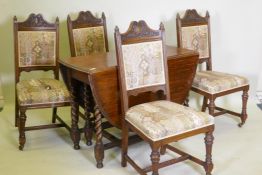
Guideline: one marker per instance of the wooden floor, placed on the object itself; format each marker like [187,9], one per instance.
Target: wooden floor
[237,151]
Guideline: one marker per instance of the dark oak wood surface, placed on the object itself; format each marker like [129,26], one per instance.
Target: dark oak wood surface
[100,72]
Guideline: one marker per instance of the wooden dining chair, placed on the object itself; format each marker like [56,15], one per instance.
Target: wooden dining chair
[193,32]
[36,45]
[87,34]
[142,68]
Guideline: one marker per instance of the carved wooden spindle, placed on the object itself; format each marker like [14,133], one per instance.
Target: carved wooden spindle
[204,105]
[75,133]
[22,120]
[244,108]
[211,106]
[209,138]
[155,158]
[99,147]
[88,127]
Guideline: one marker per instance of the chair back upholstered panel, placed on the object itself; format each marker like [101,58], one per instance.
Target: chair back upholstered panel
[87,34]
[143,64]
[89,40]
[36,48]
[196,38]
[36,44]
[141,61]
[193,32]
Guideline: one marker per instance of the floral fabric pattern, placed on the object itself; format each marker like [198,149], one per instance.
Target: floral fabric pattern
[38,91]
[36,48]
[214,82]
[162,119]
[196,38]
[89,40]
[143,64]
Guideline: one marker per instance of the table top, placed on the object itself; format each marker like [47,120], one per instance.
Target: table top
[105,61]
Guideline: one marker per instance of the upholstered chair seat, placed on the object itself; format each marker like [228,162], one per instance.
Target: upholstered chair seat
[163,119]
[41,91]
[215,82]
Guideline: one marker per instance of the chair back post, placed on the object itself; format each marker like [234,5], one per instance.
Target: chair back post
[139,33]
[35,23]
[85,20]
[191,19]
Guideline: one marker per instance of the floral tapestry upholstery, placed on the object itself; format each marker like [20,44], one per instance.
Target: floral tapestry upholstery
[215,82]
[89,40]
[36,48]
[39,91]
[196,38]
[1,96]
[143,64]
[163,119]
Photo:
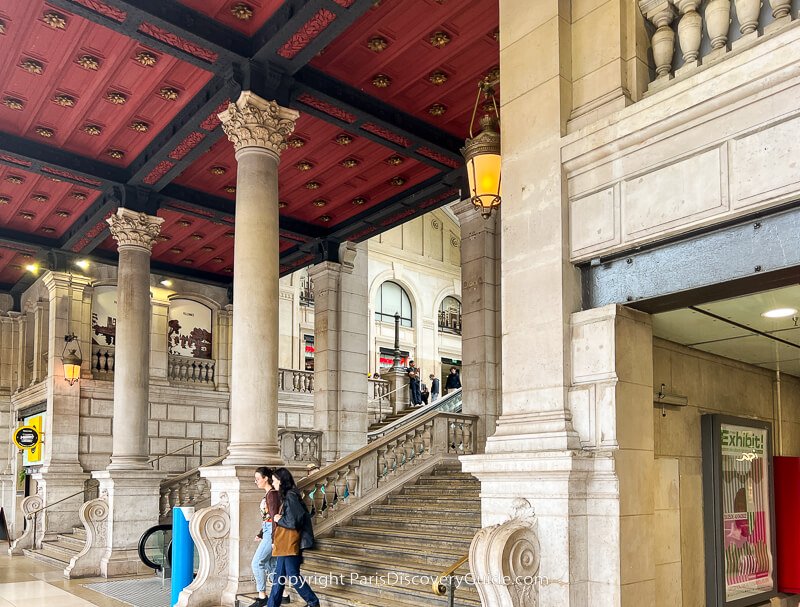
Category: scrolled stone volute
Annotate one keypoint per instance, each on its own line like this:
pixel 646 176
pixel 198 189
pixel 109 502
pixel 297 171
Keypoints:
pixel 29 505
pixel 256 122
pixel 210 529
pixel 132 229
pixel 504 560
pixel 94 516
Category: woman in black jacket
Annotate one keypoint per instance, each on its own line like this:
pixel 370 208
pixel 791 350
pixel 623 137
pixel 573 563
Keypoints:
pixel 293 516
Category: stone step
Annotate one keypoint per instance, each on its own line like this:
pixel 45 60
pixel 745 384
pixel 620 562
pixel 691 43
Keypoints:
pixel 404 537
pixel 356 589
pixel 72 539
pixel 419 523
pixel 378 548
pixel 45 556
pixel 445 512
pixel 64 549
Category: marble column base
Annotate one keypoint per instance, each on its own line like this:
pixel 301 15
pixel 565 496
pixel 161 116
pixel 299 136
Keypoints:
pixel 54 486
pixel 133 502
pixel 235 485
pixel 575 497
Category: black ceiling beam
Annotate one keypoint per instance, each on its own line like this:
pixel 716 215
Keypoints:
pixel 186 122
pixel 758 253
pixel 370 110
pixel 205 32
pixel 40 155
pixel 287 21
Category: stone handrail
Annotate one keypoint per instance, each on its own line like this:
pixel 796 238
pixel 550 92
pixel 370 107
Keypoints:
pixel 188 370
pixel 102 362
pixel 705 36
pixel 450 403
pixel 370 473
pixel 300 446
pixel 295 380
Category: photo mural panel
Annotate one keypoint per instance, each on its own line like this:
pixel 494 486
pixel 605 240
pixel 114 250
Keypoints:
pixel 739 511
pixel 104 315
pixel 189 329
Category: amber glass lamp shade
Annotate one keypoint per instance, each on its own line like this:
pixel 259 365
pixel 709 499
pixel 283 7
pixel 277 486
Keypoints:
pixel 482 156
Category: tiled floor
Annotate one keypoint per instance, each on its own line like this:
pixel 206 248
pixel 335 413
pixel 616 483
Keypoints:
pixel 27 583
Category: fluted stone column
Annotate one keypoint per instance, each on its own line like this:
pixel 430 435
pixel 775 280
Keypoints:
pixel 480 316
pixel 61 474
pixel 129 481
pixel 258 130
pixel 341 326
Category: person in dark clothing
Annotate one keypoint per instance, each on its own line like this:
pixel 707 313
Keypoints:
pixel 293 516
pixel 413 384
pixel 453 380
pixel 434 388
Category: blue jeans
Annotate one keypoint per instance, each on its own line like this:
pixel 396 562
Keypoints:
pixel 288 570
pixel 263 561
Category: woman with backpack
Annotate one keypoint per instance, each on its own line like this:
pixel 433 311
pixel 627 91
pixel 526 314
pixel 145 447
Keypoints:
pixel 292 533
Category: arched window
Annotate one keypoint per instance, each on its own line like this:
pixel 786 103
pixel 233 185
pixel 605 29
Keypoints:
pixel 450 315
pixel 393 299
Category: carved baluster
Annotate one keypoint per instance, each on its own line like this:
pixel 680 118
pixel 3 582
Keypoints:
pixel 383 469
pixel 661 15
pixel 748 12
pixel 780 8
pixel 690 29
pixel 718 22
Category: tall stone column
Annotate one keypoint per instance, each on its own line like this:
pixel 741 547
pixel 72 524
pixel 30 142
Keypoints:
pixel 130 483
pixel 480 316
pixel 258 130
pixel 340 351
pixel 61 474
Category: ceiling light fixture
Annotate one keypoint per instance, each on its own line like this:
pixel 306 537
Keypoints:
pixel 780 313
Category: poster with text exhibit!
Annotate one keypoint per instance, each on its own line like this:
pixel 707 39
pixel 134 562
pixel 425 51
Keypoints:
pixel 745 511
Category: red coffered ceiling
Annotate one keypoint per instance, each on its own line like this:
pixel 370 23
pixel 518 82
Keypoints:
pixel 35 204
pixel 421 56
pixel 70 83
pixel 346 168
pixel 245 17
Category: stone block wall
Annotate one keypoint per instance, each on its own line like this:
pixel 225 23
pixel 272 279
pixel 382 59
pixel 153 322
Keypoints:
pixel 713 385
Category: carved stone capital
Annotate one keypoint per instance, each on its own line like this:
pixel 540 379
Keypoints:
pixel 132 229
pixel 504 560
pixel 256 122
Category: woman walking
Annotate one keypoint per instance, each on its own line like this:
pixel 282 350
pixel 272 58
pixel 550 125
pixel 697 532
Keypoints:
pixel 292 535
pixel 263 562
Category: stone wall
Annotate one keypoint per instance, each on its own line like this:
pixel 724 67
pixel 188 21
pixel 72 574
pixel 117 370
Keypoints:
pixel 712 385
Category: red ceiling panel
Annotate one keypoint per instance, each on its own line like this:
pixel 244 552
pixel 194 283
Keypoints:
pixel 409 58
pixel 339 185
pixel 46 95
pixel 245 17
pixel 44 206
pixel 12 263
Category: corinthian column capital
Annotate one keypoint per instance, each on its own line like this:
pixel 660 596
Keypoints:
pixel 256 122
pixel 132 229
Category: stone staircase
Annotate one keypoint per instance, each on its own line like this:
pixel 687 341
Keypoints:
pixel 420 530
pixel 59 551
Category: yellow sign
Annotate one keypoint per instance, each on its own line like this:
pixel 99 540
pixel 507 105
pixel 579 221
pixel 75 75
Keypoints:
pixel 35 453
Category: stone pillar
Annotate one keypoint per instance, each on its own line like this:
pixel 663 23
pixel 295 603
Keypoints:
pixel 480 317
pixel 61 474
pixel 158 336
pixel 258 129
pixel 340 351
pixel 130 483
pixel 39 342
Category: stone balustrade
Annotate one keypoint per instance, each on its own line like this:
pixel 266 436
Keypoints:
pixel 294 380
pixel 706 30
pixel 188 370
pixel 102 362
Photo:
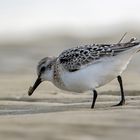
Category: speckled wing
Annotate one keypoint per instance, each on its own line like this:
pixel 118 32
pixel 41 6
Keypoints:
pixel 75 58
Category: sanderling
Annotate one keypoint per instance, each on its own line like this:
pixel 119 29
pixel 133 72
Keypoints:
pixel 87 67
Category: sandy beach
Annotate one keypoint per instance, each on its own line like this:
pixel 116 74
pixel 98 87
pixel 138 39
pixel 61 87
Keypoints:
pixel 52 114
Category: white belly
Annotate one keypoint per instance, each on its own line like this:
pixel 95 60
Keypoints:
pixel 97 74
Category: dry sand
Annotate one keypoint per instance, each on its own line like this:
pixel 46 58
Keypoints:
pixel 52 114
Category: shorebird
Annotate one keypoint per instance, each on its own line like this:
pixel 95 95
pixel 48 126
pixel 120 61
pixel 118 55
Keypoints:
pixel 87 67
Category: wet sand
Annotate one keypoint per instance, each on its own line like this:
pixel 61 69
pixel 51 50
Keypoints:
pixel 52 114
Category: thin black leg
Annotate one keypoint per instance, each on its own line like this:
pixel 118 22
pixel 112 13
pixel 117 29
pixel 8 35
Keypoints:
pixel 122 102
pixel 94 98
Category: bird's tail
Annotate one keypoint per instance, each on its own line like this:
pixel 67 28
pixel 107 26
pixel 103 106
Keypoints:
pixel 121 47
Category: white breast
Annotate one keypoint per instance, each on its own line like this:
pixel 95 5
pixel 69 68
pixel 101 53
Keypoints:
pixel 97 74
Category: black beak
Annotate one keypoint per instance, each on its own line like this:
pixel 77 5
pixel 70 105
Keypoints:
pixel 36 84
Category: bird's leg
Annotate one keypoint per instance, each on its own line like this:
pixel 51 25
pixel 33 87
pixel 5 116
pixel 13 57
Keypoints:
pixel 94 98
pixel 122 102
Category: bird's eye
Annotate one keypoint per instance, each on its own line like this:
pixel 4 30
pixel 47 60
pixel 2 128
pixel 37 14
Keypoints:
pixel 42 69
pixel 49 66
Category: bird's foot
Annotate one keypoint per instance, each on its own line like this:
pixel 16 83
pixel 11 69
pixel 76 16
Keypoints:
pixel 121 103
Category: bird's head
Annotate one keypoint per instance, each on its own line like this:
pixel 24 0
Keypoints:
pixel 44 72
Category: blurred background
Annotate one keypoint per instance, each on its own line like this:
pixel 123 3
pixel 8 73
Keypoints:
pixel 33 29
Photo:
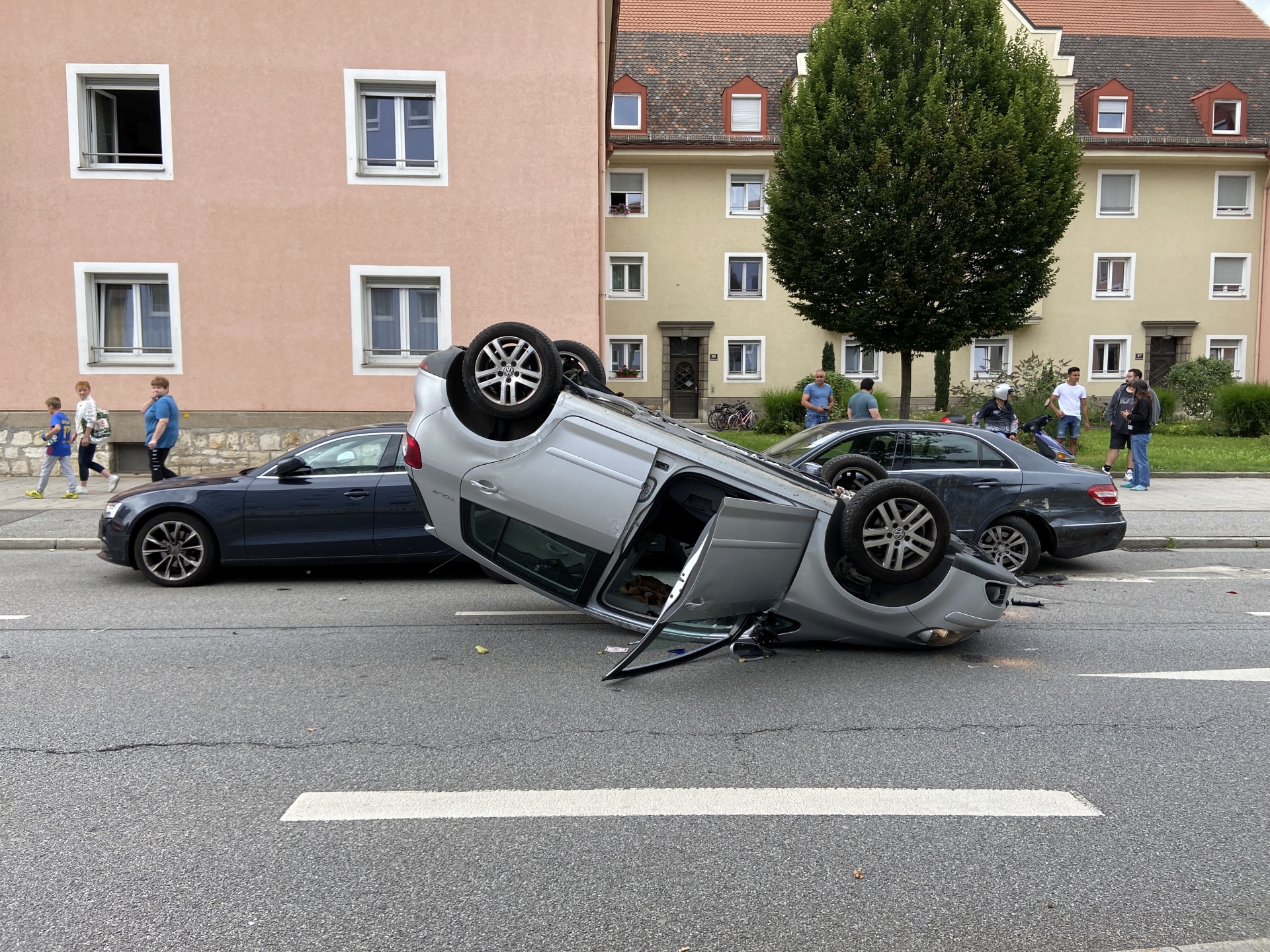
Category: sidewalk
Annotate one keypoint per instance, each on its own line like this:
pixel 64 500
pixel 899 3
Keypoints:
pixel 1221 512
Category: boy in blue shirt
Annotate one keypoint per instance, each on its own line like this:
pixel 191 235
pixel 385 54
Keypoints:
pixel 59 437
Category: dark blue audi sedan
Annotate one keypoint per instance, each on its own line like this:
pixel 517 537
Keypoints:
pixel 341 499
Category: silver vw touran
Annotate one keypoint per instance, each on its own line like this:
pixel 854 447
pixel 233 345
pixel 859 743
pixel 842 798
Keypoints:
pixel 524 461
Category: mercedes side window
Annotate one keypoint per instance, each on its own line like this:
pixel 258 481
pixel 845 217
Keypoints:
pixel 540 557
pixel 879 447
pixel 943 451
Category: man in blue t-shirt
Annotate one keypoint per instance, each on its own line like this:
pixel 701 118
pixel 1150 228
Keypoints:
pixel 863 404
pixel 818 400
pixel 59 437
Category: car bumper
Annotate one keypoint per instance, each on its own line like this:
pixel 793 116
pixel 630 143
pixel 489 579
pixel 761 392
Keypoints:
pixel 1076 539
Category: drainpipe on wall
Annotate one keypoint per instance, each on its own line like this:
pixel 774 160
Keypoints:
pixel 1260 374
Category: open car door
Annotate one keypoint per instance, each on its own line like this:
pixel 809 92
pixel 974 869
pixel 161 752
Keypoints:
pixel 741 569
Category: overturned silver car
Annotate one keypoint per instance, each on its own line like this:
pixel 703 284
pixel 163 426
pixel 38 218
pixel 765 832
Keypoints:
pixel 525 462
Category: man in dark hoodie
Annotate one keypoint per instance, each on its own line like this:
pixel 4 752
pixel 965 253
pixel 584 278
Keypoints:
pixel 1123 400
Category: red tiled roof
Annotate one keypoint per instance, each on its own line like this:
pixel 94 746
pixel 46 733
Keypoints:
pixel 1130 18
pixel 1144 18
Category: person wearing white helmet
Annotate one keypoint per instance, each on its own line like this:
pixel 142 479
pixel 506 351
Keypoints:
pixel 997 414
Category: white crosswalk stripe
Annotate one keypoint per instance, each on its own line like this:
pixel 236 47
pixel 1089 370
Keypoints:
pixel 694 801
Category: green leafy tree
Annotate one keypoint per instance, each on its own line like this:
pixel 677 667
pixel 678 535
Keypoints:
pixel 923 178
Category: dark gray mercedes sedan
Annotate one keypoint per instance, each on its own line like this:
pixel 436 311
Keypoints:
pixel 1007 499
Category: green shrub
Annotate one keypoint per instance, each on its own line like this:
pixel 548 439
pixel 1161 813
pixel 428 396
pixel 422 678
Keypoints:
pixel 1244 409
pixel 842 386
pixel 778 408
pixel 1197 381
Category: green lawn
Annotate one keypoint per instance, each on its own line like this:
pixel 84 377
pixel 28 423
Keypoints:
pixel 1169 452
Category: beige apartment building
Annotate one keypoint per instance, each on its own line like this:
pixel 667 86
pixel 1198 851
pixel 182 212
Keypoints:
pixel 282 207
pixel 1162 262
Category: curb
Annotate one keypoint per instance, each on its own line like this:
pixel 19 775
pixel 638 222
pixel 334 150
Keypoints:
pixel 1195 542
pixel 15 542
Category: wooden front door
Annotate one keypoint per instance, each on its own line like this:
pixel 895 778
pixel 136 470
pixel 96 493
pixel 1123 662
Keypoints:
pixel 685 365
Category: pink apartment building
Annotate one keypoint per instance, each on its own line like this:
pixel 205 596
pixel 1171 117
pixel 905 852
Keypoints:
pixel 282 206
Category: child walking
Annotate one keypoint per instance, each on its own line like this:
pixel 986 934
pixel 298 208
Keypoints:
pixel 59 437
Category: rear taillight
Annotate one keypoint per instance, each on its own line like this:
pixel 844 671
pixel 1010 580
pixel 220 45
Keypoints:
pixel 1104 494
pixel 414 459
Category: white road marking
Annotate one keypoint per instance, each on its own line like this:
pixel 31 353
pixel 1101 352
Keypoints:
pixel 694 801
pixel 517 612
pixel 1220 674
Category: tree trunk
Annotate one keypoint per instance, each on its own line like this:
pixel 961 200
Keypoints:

============

### [Task to complete]
The lines to be transcribed are those from the first line of the data above through the line holding "Guideline: one marker per instance of the floral fabric", inclusive; copy them exactly and only, leaving out the pictures.

### [Problem solution]
Guideline: one marker per instance of the wooden floor, placed on the object itself; format each marker like [187,9], one per instance.
Target: wooden floor
[237,151]
Guideline: one marker per instance of the dark oak wood surface, placed on the object itself; format each marker like [129,26], one per instance.
Target: dark oak wood surface
[100,72]
Guideline: one marker per instance of the wooden dining chair, placed on the object itself; format each marker like [56,15], one per instance.
Target: wooden dining chair
[193,32]
[36,45]
[87,34]
[142,68]
Guideline: one marker per instance of the carved wooden spindle, placed on the object itself; format each marker like [14,133], one per instance.
Target: carved wooden spindle
[204,105]
[75,133]
[22,120]
[244,108]
[211,106]
[209,138]
[155,158]
[99,147]
[88,127]
Guideline: one marker per instance of the chair back upholstered panel, placed on the object itself; format each marker like [101,58], one per instance.
Target: chair back upholstered panel
[87,34]
[143,64]
[89,40]
[36,48]
[196,38]
[36,44]
[141,61]
[193,32]
Guideline: one marker per instance of the floral fabric pattern, placed on the object itself; format each marker like [198,149], one per instance.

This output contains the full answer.